◆ **Passage provided**:

++++++++++++++++++++

- Classification: Protestant
- Orientation: Holiness Pentecostalism
- Polity: Connexionalism
- Origin: 1977
- Congregations: 17

= Calvary Holiness Association =

Holiness Pentecostal denomination

The Calvary Holiness Association is a Holiness Pentecostal denomination of Christianity that is based in Georgia, United States.

== History ==
The Holiness movement among Baptists in Georgia began late in the 19th century among ministers in the Little River Baptist Association. Two churches were excluded from the Little River Association in 1893 because of their teachings on holiness. These two churches and two newly formed churches met in 1894 in Wilcox County, Georgia to organize the Holiness Baptist Association.

The Calvary Holiness Association was formed in 1977. Dissatisfied members separated from the Holiness Baptist Association on January 7, 1977 for what they termed "broken confidence and lack of trust in the trustee committee". On January 15, 1977, nine churches met at Community Holiness Baptist Church in Cook County, Georgia and organized a new association, with James A. Harrell as moderator, and Carl H. Carlton as clerk. Four more churches joined on January 29, and a committee of seven was formed to draw up articles of faith, discipline and rules of decorum. On March 26, the articles of faith and by-laws were adopted, the name Calvary Holiness Association, Incorporated agreed upon, and an application to incorporate made. The Association was incorporated and charter granted by the state of Georgia on October 7, 1977.

++++++++++++++++++++

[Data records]
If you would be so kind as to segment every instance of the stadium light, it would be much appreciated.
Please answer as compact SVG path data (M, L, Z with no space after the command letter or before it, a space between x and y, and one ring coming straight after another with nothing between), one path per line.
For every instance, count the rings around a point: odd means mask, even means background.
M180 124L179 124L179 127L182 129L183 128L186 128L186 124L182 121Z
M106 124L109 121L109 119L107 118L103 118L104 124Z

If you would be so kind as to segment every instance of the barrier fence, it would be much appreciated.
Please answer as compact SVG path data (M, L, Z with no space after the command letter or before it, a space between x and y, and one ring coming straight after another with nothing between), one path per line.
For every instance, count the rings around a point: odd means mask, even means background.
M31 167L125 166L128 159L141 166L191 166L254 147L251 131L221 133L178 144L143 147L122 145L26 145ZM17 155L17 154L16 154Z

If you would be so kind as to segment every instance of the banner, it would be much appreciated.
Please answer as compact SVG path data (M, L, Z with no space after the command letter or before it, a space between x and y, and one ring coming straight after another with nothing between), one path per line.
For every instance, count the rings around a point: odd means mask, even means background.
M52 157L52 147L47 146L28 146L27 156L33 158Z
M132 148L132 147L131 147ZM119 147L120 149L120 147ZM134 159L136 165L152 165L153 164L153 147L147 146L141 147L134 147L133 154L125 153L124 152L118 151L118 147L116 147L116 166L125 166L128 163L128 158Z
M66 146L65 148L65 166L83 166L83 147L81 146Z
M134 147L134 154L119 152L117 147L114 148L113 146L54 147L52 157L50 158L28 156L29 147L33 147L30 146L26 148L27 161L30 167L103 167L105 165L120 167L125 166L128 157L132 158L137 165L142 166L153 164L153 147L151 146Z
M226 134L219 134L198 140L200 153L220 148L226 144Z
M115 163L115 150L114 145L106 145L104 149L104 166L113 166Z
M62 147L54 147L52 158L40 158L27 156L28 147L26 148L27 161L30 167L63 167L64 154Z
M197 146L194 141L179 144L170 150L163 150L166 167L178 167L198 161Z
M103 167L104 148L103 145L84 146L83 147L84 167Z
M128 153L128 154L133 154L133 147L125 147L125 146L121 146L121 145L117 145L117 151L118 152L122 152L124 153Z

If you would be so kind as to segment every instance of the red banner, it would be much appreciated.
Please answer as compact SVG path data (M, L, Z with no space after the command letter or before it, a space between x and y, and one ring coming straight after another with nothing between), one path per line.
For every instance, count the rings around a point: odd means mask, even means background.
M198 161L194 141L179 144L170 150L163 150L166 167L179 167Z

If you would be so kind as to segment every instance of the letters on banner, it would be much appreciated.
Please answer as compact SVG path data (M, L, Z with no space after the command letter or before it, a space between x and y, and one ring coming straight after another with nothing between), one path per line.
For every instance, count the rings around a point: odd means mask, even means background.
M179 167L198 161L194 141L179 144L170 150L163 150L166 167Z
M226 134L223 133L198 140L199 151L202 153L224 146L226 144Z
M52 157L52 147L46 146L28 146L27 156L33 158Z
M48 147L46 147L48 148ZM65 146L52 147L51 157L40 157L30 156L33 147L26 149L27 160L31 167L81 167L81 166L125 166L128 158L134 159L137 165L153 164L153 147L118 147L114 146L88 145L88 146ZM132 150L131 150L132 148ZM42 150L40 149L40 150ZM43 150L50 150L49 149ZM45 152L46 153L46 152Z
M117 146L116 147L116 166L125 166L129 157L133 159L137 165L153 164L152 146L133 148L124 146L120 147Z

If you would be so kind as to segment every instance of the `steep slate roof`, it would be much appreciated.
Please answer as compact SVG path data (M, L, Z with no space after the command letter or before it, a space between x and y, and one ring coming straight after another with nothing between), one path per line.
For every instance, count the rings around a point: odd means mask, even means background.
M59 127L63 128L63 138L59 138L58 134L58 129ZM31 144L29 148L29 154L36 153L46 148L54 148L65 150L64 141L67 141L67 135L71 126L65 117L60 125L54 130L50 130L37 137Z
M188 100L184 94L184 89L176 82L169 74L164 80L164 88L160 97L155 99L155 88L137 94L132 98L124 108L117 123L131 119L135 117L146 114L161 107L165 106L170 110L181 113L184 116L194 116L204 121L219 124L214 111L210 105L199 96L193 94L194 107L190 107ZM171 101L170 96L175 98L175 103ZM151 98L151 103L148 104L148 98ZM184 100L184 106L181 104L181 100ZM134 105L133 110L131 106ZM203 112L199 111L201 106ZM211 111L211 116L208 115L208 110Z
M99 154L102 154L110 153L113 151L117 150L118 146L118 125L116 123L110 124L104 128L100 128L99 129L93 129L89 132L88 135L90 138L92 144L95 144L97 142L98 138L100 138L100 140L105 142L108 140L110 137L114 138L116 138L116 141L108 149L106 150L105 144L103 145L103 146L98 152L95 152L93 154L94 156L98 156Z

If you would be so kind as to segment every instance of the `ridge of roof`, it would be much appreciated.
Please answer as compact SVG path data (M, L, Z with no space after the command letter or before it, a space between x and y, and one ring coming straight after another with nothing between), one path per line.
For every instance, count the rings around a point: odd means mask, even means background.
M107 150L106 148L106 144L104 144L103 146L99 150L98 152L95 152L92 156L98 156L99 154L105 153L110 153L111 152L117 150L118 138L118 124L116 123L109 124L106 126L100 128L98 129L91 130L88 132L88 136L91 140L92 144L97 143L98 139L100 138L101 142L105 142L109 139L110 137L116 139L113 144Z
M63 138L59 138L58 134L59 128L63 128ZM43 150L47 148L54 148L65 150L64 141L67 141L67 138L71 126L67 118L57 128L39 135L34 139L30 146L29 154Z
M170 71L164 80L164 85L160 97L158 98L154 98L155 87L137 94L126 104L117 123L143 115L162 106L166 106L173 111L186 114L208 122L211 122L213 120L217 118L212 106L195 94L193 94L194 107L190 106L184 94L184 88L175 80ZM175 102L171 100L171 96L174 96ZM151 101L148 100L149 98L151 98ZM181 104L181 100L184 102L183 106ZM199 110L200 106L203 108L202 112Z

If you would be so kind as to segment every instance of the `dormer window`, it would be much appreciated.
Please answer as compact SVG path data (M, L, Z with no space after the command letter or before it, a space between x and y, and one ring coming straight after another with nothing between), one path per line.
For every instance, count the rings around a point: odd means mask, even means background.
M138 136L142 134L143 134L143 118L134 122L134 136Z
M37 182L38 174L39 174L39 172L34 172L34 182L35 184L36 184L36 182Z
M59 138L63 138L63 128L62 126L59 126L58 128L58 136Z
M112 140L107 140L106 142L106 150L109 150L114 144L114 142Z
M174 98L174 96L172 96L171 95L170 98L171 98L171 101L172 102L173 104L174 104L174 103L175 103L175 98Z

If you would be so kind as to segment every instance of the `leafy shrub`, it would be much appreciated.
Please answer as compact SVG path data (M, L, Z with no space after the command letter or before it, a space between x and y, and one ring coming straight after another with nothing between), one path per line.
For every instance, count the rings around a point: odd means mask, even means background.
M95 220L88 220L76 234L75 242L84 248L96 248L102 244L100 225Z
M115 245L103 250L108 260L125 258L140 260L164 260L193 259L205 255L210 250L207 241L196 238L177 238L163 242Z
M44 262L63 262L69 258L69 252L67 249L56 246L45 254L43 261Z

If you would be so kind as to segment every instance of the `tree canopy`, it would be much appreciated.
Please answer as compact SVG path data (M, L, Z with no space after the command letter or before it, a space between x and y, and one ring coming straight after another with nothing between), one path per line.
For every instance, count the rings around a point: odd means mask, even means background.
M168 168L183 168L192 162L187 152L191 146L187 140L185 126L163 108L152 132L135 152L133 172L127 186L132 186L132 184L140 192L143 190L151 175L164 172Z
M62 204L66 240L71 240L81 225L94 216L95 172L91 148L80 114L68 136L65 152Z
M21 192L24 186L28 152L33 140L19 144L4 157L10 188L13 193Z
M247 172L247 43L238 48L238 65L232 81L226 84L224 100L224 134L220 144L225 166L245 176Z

++++++++++++++++++++

◆ **What this task involves**: Extract the part of the Calvary Holiness Association passage from "The Calvary Holiness Association was" up to and including "October 7, 1977.". The listing has nothing to do with the passage about the Calvary Holiness Association.

◆ **Response to the exercise**:
The Calvary Holiness Association was formed in 1977. Dissatisfied members separated from the Holiness Baptist Association on January 7, 1977 for what they termed "broken confidence and lack of trust in the trustee committee". On January 15, 1977, nine churches met at Community Holiness Baptist Church in Cook County, Georgia and organized a new association, with James A. Harrell as moderator, and Carl H. Carlton as clerk. Four more churches joined on January 29, and a committee of seven was formed to draw up articles of faith, discipline and rules of decorum. On March 26, the articles of faith and by-laws were adopted, the name Calvary Holiness Association, Incorporated agreed upon, and an application to incorporate made. The Association was incorporated and charter granted by the state of Georgia on October 7, 1977.